Task description ▸ Quote the part of the excerpt about the WLAJ television station that opens with the words containing "New weeknight 6 p.m." and closes with "manager at WLAJ.".

Excerpt to read ▸

On February 22, News Corporation announced that it would start up another new network called MyNetworkTV. This new service, which would be a sister network to Fox, would be operated by Fox Television Stations and its syndication division 20th Television. MyNetworkTV was launched on September 5 and former UPN affiliate WHTV joined the network. This left WBL to affiliate with The CW via The CW Plus, a service similar to The WB 100+, on September 18. On that date, WLAJ created a new second digital subchannel to simulcast WBL and offer non-cable subscribers access to The CW. That channel then began using the WLAJ-DT2 call letters in an official manner and relocated to Comcast channel 5.

News operation
WLAJ launched a news department (under the branding 53 Newsbeat) a month after it began operations. However, after only fifteen months, station management decided to pull the plug on the production and replace it with simulcasts of Action News from WXYZ. Due to continual low ratings, this was eventually replaced by syndicated programming. In 1997, it re-launched a news operation but still found itself with few viewers having to compete with established broadcasts at longtime dominant WLNS and runner-up WILX-TV.

New weeknight 6 p.m. and 11 p.m. broadcasts were branded as ABC 53 News Now and featured anchor Joe Parker, sports with Shaun Broyls, and weather outsourced to the National Weather Network (now known as WeatherVision) of Jackson, Mississippi. Kirk Montgomery eventually took over as meteorologist after an in-house weather department was added. After Freedom bought the station in 1999, a management change occurred and sales manager Mike King (from sister station WWMT) was brought in as the new general manager at WLAJ.

During this time, the news department won several awards including Best Newscast from the Associated Press. Initially retaining the ABC 53 News Now branding, the shows were eventually relaunched as ABC 53 News Express which consisted of ten minutes of news, weather, and sports followed by an interview segment. Parker left in 2002 to become the main weeknight anchor at Freedom's WRGB in Albany, New York, and was replaced by Darcy Sullivan. Despite the new format and the critical acclaim, WLAJ was still unable to make significant headway in the ratings. It frequently found itself as the third station in a two-station market, with WLNS and WILX waging a fierce battle for first. Eventually, Suzanne Wangler (using her on-air name "Suzanne Page") from Detroit's WDIV-TV replaced Darcy Sullivan as producer and news anchor. Cathy Younkin from WWMT replaced Jim Fordyce as news director and Hondo Carpenter remained sports director.

Items from a dataset ▸
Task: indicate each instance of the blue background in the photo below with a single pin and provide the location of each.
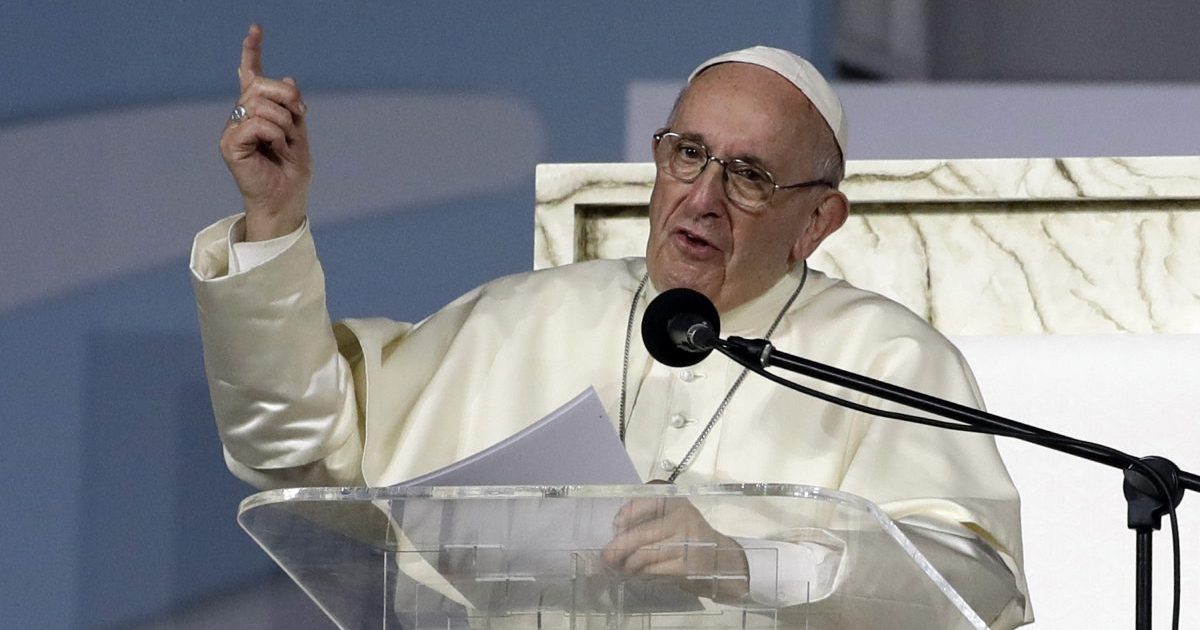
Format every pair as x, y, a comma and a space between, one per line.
118, 507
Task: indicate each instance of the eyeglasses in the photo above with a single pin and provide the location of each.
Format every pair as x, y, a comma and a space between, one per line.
747, 185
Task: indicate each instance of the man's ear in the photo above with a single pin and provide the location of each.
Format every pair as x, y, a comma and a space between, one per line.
829, 215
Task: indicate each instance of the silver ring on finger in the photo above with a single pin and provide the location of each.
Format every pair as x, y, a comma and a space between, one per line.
239, 114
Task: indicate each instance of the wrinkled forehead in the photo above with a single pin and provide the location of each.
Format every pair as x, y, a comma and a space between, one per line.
744, 111
798, 72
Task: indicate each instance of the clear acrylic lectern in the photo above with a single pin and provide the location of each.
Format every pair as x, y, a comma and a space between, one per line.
531, 557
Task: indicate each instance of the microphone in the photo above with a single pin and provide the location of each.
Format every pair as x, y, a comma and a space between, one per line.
681, 328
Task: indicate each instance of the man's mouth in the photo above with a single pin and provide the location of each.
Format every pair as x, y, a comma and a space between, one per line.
694, 244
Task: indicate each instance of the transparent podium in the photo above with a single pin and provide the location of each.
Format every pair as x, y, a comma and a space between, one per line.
532, 557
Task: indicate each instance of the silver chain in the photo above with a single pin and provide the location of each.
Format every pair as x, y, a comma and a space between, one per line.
720, 409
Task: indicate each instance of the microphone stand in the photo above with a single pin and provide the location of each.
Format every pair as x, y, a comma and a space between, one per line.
1152, 486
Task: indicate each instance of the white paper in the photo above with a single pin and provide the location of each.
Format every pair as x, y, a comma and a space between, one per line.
575, 445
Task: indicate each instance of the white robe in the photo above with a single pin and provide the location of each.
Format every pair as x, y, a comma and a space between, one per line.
301, 402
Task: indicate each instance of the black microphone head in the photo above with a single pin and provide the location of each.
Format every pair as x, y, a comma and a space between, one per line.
666, 321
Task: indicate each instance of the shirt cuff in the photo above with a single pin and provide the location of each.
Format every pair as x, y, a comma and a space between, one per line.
789, 574
246, 256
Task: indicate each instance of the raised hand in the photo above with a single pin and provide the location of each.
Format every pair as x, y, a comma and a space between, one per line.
267, 147
671, 538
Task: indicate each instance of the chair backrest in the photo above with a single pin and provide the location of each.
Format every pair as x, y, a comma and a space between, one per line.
976, 246
1031, 267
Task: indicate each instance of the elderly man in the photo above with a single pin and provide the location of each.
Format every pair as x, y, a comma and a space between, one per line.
747, 189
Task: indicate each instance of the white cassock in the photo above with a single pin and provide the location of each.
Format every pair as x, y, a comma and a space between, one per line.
299, 401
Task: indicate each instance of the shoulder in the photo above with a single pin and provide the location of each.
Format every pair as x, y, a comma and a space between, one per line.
586, 277
881, 335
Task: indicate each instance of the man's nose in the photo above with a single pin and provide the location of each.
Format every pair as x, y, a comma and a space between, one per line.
708, 189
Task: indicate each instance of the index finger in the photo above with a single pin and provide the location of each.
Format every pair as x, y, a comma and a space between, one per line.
251, 57
637, 511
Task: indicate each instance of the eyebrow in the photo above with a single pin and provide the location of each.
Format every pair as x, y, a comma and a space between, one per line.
750, 159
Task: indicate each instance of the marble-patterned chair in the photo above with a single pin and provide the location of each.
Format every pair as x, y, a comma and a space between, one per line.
1072, 286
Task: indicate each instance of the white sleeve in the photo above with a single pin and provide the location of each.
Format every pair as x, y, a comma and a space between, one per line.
789, 574
245, 256
282, 395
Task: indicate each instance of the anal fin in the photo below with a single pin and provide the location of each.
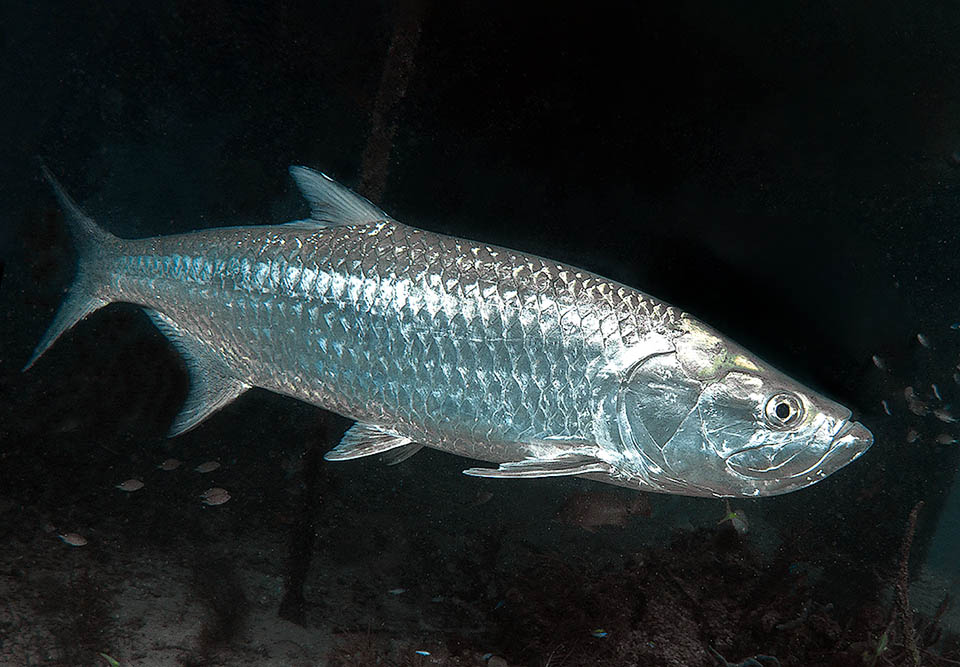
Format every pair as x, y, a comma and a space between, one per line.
561, 466
366, 440
211, 387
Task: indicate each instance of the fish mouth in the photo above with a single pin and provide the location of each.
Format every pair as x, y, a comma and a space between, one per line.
850, 441
770, 462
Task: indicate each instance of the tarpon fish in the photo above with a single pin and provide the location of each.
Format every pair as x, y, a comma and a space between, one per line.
430, 340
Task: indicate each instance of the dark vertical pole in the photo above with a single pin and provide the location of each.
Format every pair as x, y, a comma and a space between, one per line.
397, 70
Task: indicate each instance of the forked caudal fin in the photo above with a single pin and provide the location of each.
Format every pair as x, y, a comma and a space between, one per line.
93, 244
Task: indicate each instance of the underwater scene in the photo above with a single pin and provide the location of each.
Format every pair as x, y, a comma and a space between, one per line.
480, 334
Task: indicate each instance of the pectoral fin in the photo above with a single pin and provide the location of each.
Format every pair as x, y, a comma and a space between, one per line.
366, 440
561, 466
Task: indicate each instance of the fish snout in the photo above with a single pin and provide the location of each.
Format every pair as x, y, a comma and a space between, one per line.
815, 459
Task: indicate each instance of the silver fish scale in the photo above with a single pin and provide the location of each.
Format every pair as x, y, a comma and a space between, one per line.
442, 340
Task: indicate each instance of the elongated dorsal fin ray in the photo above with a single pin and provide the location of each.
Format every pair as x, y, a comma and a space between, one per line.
561, 466
366, 440
331, 204
211, 388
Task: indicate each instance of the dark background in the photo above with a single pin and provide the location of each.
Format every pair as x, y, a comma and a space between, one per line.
787, 172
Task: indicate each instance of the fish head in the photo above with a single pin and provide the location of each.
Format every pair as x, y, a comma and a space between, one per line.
705, 418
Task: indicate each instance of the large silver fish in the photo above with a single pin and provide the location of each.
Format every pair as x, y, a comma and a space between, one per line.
430, 340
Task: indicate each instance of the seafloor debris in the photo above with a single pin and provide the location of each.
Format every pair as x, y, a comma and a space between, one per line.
215, 496
73, 539
169, 464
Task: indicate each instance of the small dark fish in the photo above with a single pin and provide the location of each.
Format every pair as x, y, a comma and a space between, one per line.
914, 404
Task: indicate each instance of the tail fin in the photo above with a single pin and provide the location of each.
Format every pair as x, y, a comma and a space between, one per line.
93, 244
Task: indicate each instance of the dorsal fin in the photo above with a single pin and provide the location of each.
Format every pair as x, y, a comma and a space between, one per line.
331, 204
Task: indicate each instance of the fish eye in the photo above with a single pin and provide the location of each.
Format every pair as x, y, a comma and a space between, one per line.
783, 410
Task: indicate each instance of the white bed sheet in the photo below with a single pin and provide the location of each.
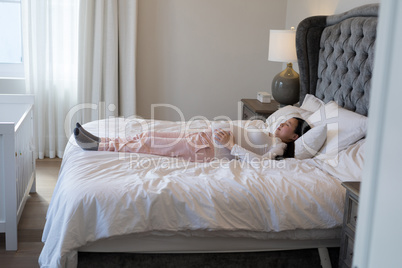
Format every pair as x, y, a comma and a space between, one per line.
104, 194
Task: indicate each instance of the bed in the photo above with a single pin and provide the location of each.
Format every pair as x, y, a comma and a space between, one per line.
118, 202
17, 163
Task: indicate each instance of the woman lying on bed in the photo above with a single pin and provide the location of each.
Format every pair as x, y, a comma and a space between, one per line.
197, 146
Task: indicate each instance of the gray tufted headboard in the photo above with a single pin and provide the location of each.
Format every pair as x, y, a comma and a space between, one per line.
335, 56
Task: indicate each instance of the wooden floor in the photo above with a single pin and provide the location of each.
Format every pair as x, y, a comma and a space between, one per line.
32, 221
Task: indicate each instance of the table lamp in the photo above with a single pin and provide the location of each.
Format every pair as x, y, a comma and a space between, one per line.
286, 84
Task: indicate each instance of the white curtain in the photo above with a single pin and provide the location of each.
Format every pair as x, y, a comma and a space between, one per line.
50, 37
107, 51
78, 54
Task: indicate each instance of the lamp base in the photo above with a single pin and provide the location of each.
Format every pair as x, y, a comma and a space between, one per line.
286, 86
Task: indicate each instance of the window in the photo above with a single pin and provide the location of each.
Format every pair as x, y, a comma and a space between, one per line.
11, 61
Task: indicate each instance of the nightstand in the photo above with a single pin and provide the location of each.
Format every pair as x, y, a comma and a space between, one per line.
349, 223
254, 109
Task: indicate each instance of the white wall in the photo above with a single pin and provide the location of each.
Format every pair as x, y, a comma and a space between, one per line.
203, 56
297, 10
379, 233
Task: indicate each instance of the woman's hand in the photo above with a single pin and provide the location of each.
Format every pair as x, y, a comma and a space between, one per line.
225, 138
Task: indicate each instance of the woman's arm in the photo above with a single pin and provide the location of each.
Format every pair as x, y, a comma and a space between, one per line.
248, 156
226, 139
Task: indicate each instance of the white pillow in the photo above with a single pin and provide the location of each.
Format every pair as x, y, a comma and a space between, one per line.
348, 166
310, 143
283, 114
312, 103
344, 127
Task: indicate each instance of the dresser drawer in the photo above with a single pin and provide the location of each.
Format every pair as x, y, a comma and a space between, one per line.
247, 113
352, 209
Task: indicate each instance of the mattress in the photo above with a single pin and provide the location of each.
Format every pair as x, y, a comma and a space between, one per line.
106, 195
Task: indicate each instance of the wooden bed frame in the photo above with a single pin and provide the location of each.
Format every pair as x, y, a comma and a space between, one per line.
329, 48
17, 163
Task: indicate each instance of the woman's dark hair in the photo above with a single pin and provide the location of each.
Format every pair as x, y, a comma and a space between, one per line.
301, 128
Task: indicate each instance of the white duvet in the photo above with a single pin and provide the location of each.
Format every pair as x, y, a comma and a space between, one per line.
105, 194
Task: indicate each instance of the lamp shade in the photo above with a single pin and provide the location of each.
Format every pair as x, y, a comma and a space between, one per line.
282, 46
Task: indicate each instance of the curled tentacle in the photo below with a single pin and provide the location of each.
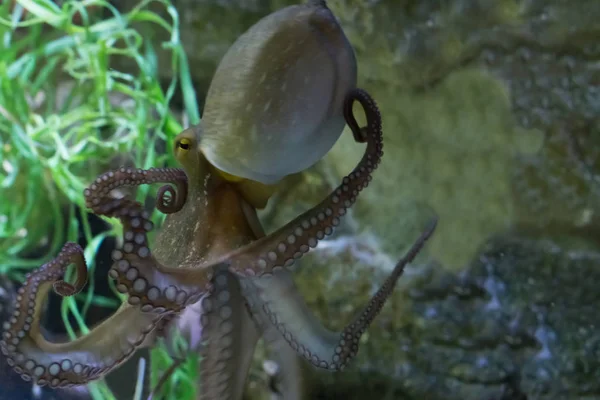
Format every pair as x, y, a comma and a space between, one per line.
289, 243
287, 312
150, 285
98, 192
79, 361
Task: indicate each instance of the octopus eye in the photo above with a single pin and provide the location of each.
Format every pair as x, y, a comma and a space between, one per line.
184, 144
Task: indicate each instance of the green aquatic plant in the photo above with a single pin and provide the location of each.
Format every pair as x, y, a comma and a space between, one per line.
65, 113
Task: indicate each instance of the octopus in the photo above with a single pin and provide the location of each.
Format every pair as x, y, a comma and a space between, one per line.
212, 263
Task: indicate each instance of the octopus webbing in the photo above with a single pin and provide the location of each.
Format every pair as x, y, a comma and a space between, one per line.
212, 269
156, 290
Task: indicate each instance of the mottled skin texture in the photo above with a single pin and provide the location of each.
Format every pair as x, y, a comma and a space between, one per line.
274, 106
211, 253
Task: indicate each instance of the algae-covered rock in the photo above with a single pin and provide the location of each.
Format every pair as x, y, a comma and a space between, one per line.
520, 321
490, 113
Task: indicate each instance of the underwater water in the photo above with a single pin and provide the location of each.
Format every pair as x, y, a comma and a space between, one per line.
491, 121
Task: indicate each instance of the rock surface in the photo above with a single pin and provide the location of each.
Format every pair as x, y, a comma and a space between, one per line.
491, 113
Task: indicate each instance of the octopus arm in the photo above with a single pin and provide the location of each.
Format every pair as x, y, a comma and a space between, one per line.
280, 249
152, 286
79, 361
231, 336
287, 312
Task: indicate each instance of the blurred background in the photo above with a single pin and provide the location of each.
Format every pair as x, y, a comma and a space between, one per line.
491, 113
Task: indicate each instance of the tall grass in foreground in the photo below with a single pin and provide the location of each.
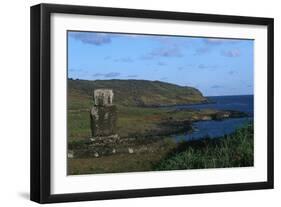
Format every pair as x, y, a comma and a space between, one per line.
235, 150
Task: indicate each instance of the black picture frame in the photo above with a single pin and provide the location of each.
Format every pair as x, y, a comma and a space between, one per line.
41, 98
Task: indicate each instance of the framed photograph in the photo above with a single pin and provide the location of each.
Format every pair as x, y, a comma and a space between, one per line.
133, 103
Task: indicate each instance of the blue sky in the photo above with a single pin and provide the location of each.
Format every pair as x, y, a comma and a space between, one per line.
214, 66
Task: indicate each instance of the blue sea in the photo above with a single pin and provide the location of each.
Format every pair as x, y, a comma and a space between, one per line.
214, 128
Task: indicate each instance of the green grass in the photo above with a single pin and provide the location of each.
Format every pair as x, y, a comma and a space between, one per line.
140, 92
235, 150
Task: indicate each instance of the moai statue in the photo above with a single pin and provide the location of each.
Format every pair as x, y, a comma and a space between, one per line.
103, 114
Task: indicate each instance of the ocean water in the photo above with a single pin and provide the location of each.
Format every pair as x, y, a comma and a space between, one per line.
214, 128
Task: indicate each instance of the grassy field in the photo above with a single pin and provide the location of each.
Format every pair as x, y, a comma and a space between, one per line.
235, 150
148, 132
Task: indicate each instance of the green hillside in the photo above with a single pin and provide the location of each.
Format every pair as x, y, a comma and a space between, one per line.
138, 92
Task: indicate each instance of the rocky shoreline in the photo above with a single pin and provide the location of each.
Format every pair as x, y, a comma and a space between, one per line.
150, 141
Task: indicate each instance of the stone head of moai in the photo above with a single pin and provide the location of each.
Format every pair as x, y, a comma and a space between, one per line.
103, 97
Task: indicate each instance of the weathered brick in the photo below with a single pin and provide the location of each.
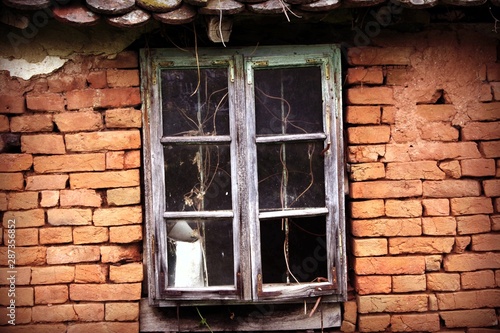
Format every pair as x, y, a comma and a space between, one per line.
93, 273
90, 235
125, 234
43, 144
15, 162
427, 245
69, 216
392, 303
451, 188
51, 294
46, 102
403, 208
363, 115
469, 318
373, 284
105, 292
72, 254
369, 134
471, 205
32, 123
367, 247
108, 179
24, 218
473, 224
78, 121
408, 283
22, 200
108, 140
386, 189
117, 216
478, 280
46, 182
439, 226
387, 227
467, 262
443, 281
367, 171
58, 235
366, 209
52, 275
411, 265
124, 196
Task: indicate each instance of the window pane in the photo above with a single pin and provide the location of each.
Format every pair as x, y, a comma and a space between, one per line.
197, 177
189, 109
291, 175
288, 100
304, 249
200, 253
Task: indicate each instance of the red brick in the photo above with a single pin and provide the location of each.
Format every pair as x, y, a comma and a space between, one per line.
478, 280
379, 56
72, 254
439, 226
387, 227
469, 318
392, 303
15, 162
90, 235
363, 115
32, 123
52, 275
471, 206
59, 235
436, 207
361, 75
70, 163
367, 171
109, 140
443, 281
386, 189
436, 112
78, 121
12, 104
69, 216
411, 265
108, 179
403, 208
427, 245
24, 218
467, 262
105, 292
46, 182
51, 294
408, 283
43, 144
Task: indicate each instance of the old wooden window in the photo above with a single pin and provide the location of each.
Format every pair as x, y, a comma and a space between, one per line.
243, 171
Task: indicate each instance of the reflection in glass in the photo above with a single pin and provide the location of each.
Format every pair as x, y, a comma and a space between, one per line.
195, 103
288, 100
197, 177
200, 253
291, 175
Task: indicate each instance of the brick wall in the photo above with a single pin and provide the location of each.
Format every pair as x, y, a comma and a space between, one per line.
423, 132
70, 179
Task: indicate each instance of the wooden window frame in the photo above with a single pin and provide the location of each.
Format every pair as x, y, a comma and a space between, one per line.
240, 64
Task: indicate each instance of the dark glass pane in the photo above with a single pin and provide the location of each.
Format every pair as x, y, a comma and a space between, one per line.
197, 177
291, 175
200, 253
188, 110
288, 100
304, 249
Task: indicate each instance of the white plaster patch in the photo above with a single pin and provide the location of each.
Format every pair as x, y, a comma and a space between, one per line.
25, 70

Solution for this exercise ▸
New weeknight 6 p.m. and 11 p.m. broadcasts were branded as ABC 53 News Now and featured anchor Joe Parker, sports with Shaun Broyls, and weather outsourced to the National Weather Network (now known as WeatherVision) of Jackson, Mississippi. Kirk Montgomery eventually took over as meteorologist after an in-house weather department was added. After Freedom bought the station in 1999, a management change occurred and sales manager Mike King (from sister station WWMT) was brought in as the new general manager at WLAJ.